[Data for review — start]

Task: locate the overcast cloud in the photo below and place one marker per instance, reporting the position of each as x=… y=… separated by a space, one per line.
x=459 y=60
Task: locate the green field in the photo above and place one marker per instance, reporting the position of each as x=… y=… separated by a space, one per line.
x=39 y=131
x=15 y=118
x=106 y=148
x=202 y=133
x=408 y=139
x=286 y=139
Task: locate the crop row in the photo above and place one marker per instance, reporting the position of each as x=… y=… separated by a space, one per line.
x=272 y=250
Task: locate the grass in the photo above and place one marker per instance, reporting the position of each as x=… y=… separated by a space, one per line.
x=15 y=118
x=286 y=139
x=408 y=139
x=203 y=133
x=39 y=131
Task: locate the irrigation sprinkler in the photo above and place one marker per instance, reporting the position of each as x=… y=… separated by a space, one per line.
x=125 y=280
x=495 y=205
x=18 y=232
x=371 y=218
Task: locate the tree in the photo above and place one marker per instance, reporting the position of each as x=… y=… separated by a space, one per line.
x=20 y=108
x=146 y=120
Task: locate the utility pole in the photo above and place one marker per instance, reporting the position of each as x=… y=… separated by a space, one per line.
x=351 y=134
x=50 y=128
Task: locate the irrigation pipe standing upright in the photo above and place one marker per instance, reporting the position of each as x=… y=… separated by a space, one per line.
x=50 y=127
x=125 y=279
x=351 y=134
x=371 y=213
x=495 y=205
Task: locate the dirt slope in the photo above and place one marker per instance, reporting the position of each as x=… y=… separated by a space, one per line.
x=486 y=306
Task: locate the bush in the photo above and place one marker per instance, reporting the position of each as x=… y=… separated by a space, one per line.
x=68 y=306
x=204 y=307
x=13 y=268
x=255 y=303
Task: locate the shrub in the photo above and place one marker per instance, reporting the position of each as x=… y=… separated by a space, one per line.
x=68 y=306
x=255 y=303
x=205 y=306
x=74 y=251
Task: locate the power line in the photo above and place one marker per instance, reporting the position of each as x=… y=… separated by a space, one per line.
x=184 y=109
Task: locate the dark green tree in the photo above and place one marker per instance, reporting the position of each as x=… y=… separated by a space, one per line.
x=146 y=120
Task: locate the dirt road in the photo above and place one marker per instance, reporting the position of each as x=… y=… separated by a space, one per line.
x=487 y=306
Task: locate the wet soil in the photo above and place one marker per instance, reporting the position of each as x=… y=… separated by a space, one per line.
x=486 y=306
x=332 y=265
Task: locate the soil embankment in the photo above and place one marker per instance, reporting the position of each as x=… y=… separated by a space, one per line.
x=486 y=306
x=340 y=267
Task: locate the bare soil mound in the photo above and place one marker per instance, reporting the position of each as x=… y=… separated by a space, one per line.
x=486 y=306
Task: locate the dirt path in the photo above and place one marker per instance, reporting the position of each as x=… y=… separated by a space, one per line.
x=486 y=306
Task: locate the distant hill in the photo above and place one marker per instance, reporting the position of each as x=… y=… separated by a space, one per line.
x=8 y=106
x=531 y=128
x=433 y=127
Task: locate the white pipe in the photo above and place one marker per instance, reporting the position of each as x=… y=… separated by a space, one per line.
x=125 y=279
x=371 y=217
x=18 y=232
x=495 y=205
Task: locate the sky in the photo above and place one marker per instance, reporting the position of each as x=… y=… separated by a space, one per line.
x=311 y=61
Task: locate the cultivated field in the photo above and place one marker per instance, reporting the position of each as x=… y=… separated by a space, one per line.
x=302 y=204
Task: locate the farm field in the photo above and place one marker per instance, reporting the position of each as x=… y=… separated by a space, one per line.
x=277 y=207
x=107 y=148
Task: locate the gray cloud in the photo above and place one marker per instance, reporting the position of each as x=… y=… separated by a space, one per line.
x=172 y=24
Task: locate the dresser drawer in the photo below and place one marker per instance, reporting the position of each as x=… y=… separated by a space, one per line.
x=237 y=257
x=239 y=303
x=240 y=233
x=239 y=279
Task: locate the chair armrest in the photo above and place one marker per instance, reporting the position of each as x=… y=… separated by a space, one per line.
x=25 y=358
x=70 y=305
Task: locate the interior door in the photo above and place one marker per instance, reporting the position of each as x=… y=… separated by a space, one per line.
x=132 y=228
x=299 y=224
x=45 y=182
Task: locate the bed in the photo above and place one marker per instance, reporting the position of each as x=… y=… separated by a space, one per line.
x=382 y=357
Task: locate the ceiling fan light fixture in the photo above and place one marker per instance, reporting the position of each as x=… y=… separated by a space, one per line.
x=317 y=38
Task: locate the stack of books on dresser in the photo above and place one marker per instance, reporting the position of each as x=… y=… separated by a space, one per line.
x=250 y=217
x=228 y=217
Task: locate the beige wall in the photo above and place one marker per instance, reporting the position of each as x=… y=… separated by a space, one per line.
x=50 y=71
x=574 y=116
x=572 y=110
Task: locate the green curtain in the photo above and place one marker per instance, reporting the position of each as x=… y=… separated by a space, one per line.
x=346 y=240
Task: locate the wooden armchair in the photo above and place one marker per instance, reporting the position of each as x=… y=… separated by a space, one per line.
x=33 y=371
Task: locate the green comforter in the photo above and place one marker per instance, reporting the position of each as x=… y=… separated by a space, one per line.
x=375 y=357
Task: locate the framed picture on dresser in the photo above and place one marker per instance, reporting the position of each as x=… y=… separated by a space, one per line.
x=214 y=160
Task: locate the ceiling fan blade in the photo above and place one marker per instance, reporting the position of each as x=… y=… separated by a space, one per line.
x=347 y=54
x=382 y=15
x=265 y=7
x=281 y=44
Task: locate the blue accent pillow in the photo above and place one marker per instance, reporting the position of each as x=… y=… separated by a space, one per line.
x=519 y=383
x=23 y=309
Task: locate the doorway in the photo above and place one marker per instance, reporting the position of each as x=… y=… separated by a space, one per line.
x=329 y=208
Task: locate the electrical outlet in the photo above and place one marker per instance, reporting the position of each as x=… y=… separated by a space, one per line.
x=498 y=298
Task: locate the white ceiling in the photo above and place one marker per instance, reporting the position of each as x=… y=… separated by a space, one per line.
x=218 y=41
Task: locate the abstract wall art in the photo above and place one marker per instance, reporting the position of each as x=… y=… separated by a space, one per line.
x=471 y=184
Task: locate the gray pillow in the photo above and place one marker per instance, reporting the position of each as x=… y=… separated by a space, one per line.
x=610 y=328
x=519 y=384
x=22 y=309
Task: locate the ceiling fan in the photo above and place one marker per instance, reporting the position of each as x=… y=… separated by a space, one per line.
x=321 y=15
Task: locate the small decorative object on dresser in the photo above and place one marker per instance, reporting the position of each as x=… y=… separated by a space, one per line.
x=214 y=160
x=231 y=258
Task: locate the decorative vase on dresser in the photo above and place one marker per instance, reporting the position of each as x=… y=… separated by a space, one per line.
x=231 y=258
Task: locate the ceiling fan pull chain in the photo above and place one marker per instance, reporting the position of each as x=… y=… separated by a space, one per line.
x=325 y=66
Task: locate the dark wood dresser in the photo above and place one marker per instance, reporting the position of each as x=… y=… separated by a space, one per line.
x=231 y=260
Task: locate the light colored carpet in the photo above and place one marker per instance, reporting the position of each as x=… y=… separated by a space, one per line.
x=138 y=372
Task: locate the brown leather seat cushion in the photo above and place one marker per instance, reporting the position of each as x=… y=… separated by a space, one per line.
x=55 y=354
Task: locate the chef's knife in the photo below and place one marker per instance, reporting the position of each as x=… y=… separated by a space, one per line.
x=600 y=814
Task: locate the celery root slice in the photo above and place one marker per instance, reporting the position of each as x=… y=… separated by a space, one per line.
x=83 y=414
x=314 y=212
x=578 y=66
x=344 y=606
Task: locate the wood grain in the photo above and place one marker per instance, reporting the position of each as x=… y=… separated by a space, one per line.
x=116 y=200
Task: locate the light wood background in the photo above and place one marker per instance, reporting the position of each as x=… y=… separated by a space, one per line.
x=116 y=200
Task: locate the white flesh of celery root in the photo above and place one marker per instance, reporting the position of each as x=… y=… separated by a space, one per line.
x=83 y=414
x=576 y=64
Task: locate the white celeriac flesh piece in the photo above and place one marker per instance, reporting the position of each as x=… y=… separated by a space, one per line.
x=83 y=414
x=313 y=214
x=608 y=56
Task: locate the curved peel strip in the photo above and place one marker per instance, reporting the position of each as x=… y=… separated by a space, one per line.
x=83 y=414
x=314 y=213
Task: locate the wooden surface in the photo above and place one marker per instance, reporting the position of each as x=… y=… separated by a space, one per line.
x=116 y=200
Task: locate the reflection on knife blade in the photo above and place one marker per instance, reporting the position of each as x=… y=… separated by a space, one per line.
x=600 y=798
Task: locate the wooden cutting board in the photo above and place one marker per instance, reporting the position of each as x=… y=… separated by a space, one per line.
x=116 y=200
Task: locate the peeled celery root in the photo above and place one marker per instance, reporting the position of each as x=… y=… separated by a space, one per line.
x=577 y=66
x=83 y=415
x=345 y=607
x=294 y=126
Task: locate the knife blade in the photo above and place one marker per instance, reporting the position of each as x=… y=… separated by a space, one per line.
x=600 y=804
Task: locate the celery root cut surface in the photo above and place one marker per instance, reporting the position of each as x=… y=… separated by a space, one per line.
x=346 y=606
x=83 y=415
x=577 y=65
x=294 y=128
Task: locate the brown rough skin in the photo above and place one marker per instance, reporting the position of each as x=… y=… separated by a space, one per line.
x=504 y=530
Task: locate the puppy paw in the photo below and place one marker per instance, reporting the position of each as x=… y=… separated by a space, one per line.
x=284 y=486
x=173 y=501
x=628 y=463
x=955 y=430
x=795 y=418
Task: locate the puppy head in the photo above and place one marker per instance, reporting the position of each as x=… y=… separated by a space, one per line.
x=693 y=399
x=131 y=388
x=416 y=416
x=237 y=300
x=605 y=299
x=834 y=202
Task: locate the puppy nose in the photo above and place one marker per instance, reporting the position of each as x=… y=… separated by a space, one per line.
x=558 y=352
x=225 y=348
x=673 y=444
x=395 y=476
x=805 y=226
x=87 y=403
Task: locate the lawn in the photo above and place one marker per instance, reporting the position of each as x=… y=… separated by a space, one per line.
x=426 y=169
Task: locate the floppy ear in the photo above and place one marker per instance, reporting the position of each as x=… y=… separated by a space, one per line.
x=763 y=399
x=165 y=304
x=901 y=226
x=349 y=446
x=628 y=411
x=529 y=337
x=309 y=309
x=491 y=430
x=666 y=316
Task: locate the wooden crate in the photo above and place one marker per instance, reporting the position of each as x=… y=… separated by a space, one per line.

[Data for review — finish]

■ **Task statement**: Please return only the lines from the one that contains "Task: locate the lawn" through the final line of the entries, each exactly as written.

■ **Problem solution**:
Task: locate the lawn in the photo above and place one marker per instance, reporting the position of each as x=… y=… separated by a space, one per line.
x=426 y=169
Task: locate the floppy ear in the photo above and place one marker per instance, reporting the position of each as x=… y=… separated by a space, one per line.
x=763 y=399
x=165 y=304
x=901 y=226
x=349 y=446
x=628 y=411
x=529 y=337
x=309 y=309
x=491 y=430
x=666 y=316
Task: locate the wooden crate in the photo above and place one marker per instance, reporting the position of each as x=… y=… separated by a space, one per line.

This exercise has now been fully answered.